The request: Below are records; reproduce exactly the lines from the one containing "A single point falls on each instance of the black" through the end, both included, and only those.

Records for processing:
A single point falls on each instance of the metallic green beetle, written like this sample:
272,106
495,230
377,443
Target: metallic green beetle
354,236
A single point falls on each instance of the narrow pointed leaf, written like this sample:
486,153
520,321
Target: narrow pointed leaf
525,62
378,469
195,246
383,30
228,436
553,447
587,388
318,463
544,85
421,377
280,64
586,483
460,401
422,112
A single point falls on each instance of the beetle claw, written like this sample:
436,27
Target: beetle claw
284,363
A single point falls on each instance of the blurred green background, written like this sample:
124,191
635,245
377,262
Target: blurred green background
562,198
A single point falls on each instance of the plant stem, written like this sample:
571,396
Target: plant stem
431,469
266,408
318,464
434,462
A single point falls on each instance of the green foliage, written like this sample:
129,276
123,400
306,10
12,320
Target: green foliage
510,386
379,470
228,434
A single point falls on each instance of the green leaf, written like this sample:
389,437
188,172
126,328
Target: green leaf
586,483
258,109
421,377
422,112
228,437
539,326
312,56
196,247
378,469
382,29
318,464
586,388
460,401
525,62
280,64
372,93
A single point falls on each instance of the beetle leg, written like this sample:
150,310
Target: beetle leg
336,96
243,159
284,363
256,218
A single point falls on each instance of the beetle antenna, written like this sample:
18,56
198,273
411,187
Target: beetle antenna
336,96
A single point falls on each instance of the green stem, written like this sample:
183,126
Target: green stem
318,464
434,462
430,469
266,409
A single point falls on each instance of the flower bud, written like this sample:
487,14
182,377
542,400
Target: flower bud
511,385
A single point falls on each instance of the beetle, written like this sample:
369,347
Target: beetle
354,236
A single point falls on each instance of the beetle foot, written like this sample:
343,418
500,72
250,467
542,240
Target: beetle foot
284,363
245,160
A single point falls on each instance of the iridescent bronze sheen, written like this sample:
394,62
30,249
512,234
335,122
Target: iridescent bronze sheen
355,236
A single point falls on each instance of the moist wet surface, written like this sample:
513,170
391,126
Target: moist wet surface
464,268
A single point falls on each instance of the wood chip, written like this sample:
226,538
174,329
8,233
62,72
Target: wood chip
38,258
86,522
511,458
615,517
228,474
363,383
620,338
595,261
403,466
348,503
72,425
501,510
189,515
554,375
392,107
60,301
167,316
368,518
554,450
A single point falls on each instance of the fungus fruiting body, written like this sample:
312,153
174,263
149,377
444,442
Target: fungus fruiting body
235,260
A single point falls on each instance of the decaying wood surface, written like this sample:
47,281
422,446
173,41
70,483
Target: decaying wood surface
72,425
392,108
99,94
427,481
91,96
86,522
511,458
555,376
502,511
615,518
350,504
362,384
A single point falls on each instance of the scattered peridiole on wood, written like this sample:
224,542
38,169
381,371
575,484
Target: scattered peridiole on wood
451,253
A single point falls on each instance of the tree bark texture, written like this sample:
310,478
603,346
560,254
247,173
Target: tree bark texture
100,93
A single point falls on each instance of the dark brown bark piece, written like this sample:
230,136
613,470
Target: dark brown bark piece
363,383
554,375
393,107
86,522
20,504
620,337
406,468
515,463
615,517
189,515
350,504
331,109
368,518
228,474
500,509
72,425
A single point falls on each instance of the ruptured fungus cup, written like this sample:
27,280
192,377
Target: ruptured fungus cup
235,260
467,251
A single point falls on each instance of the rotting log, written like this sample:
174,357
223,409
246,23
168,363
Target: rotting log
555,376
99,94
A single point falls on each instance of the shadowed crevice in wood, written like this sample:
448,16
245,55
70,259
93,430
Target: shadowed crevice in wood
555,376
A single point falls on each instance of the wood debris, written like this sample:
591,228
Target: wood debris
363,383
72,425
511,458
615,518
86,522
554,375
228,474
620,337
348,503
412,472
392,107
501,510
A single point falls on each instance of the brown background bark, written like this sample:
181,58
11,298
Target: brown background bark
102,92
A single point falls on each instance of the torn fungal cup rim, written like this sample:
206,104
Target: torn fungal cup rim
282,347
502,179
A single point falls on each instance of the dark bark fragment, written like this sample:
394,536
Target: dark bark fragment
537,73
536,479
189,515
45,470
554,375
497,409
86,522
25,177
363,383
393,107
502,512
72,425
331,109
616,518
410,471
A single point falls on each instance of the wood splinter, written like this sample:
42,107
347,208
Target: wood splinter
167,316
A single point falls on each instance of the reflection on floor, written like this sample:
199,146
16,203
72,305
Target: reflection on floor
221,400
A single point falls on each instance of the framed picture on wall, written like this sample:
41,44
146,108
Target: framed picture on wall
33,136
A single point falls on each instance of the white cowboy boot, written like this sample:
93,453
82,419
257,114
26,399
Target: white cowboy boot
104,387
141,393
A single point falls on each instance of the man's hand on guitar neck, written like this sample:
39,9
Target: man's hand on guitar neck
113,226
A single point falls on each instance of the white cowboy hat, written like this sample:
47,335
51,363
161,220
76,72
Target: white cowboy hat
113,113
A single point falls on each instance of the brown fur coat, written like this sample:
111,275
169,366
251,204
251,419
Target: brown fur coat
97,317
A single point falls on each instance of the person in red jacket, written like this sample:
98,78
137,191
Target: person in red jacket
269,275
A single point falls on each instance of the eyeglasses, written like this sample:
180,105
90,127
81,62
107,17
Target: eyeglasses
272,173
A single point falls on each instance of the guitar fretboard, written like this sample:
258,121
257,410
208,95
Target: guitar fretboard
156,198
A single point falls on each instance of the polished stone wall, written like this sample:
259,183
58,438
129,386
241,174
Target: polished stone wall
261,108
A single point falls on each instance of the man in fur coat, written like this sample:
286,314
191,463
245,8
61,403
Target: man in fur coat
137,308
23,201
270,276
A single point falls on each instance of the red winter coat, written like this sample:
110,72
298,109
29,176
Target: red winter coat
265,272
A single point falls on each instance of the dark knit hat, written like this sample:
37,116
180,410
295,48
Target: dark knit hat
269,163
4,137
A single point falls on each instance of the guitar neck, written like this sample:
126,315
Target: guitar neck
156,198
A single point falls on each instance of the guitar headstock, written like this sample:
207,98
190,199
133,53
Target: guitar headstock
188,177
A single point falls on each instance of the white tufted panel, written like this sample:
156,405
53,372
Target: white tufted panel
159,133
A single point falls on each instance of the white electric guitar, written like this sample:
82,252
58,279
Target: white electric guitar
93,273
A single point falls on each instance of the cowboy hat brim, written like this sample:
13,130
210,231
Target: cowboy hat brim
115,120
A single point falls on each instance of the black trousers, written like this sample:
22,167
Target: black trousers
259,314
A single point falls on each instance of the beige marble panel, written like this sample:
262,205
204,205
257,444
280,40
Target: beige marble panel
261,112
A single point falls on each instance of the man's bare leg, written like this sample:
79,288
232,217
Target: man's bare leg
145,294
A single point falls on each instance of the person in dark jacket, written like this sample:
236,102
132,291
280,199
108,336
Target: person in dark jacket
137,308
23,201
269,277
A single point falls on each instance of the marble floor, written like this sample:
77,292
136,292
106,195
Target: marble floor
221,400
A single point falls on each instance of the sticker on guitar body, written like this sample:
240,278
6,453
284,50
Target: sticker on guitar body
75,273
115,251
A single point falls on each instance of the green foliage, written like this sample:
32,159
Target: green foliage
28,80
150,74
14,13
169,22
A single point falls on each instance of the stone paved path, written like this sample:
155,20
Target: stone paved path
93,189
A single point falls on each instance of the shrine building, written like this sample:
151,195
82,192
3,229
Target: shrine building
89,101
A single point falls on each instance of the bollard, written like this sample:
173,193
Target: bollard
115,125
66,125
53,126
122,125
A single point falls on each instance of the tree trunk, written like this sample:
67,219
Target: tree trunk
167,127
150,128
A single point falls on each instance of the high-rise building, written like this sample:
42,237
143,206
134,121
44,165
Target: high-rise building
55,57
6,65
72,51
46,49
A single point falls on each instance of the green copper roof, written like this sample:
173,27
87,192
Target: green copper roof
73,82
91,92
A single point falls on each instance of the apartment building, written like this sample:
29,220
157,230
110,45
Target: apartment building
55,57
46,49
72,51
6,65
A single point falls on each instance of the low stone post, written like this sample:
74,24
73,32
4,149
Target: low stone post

Answer for the task:
A single point falls on each instance of the black trousers, written like this sample:
22,167
Target: black trousers
259,314
A single point falls on each instance of the beige marble panel, written like this sample:
262,205
204,205
257,444
280,40
Target: beige marble panel
261,112
A single point falls on each instance of the man's bare leg, written like this sample:
79,288
232,217
Target: man's bare leg
145,294
A single point falls on each instance of the person in dark jacket, written like this sample:
236,102
132,291
280,199
108,336
Target: person in dark jacket
137,308
23,201
269,277
A single point falls on each instance of the marble floor, written like this sample:
77,292
136,292
106,195
Target: marble floor
221,400
A single point falls on each instance of the sticker on guitar body, written like this sample:
240,278
6,453
284,50
Target: sticker on guitar body
75,273
115,251
A single point falls on each instance of the green foliage, written like this sample:
32,159
Target: green foliage
28,80
150,74
14,13
169,22
A single point falls on each instance of the stone paved path, written like this sample:
155,20
Target: stone paved path
93,189
A single point falls on each instance of the shrine building, written like this sample:
151,195
82,192
3,229
Target: shrine building
89,101
A single point falls on each instance of the bollard, written like this sample:
173,193
Target: bollard
115,125
66,125
53,126
122,125
A single point falls on each instance of the tree trunk, written like this sample:
67,219
Target: tree trunk
167,127
150,128
A single point falls on each instance of the high-rise building, written like this sample:
42,237
143,206
134,121
44,165
Target: high-rise building
55,57
6,65
72,51
46,49
A single point falls on each instance of the green copper roof, written like this sample:
173,27
87,192
Target: green copper roof
73,82
91,92
A single point falls on each instance of the apartment building, written like this sample:
29,220
157,230
110,45
Target: apartment building
55,57
46,49
72,51
6,65
A single point falls on each instance of the low stone post, written like this sample:
74,24
73,32
4,149
Target: low stone post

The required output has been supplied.